◆ **READING TEXT**
Friday, June 21, 2013

The Case for Being an Artist.

This is why I want to make art and sell it. Well, there's no one reason. There are several of them which I can go into another time. First and foremost is that I love creating art. It's what I always wanted to do since I was 10 years old, teaching myself how to draw. There's an elemental charge that goes through me when I'm drawing and it's flowing. Like many artists, I hit stuck patches when things don't go as well, but I've realized that making art is about course corrections, much like life. We move forward, we stumble and fall, and we get up and keep going. We (hopefully) learn from our stumbles and get more accurate, more true to our vision.

I wanted to be in business as an artist because I think it's an amazingly cool way to make a living, and I'm constantly intrigued by the people who are able to succeed at it. I've come to realize that if I'm going to succeed, I might be well served to watch and learn from what they do. I do not believe that it's just luck or predetermination. I want to do what works. But I also feel that more than ever in this country we are experiencing a critical breakdown of deep thinking, of contemplation, of awareness and of a sense of meaning, and it's infecting everything from our media culture, to our public discourse, to the way we do business, to our sense of civility. I believe that if you learn to observe and appreciate art, live with art, be it drawing, painting, sculpture, film, or great writing and literature, you're more of an awakened person. A more conscious person. And this has practical value. You might slow down a bit, not just race through life without ever noticing it, much less living it.

◆ **TASK INSTRUCTIONS**
Continue the blog post on being an artist, picking up after its final sentence and keeping the writer's first-person voice.

◆ **DATASET ENTRIES**
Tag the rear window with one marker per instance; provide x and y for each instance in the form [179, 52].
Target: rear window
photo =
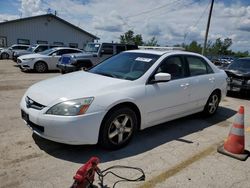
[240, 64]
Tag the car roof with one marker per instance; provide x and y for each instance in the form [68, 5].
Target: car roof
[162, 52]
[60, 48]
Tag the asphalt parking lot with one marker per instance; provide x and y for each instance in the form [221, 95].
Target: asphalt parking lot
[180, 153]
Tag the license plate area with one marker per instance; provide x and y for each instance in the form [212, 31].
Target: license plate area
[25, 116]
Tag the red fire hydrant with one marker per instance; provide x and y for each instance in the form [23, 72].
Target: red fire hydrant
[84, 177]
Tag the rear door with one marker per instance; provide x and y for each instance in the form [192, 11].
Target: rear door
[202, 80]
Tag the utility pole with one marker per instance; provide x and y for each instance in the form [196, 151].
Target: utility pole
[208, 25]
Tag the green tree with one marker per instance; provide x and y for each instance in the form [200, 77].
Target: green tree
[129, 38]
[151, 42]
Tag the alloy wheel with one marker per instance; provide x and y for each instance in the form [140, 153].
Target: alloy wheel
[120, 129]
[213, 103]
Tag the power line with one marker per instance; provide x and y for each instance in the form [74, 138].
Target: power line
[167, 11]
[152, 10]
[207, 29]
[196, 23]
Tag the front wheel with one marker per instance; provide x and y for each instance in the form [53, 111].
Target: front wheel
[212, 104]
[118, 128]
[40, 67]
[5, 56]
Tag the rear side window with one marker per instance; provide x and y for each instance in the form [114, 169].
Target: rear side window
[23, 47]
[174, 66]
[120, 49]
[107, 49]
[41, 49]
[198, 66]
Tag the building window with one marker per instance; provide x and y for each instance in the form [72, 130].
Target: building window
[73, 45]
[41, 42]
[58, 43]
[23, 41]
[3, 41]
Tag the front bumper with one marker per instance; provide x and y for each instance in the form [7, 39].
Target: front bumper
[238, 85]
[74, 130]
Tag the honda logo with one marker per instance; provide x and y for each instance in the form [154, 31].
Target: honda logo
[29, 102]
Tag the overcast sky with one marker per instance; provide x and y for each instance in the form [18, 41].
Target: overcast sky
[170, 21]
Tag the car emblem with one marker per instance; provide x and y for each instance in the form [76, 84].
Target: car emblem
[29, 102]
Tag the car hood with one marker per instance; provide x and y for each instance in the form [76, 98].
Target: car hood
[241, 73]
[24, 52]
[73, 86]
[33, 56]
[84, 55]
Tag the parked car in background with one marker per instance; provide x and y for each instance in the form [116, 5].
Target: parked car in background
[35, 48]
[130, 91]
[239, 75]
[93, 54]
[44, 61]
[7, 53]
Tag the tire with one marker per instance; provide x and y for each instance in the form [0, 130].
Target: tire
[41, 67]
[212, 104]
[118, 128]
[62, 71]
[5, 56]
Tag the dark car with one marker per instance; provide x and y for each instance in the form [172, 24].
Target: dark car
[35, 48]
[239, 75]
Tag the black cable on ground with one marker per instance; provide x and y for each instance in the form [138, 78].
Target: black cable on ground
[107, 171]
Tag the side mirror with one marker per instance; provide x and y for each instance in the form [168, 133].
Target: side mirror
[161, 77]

---

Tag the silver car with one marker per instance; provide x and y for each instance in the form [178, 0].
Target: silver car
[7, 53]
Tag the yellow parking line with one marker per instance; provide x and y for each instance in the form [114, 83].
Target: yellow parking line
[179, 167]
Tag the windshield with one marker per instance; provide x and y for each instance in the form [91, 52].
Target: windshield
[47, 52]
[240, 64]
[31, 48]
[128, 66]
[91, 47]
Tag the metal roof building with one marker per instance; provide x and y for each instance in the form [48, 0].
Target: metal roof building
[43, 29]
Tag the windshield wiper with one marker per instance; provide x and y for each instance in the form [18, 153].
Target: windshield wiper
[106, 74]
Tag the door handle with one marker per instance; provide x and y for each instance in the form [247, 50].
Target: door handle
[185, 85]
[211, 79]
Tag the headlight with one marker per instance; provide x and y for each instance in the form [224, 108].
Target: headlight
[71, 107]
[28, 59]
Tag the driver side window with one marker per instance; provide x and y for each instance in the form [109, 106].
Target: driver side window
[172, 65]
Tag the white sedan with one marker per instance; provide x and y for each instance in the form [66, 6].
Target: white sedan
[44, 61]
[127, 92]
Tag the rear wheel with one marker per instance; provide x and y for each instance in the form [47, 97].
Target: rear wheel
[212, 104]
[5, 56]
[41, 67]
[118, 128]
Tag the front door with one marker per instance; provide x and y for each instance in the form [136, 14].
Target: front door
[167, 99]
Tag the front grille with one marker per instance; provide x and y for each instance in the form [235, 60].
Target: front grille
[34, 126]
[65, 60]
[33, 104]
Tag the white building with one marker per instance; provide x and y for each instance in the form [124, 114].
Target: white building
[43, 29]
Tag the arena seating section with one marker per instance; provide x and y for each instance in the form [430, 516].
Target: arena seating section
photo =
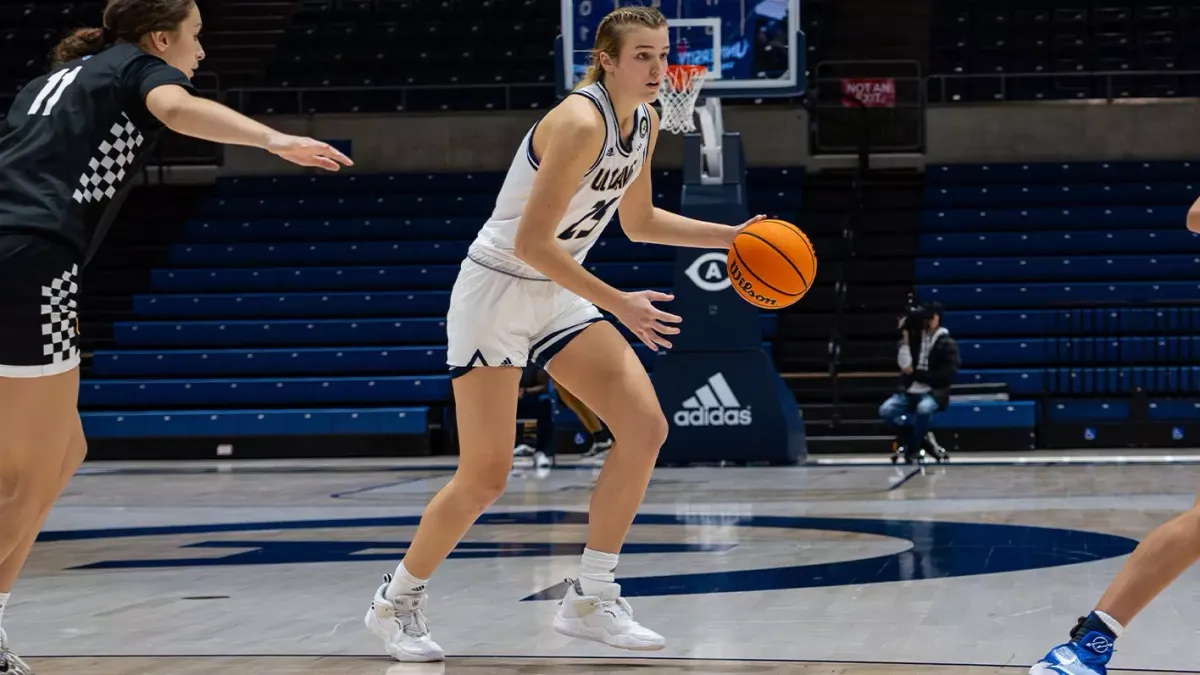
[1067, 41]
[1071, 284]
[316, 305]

--

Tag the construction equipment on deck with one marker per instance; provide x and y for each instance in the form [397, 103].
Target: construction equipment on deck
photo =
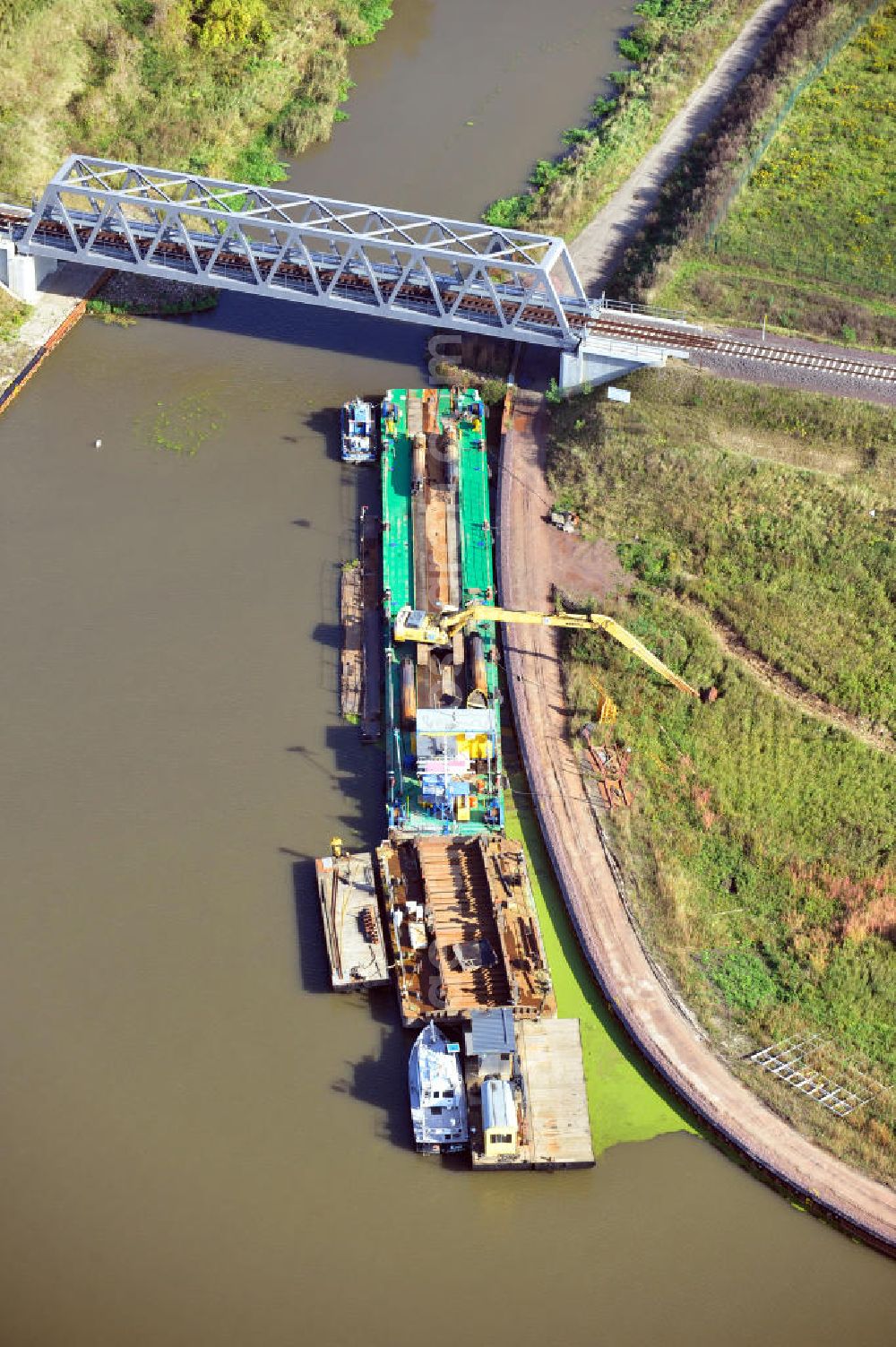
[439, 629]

◆ **WRITTEN RESPONSE**
It was Henry David Thoreau who said that he wanted to "suck the marrow out of life" and that he didn't want to come to the end of his life and realize, as he said, "that I had not lived." You can almost hear the emphasis on that last word. I've said earlier that in our culture, art has been if not devalued, then certainly undervalued, and that has impacts for our society and our life as a nation going forward and they're not at all good ones. I wrote recently about the blistering pace of life as our technology races ever forward, ever it seems, ahead of us. That's one of the impacts. Anyone who deals with operating systems for computers (and unless you're off the grid, that's ALL of us) feels this on some level. Art, living with it, creating it, being a part of it, almost by necessity makes you pause and become aware of something you might not have been prior to that moment. Art causes you to be in the moment, yet it's not asking that life around you should stop. Just you stop. Pause. Just for a moment. And it does this by being something that makes you want to pause. Stop. Just for a moment. Look around. Really see. Really hear. Really check in with your self. When was the last time that happened? It's been a while, hasn't it?  Look how crazy off-the-rails things have got since the last time.
Hello, stranger.
Where've you been?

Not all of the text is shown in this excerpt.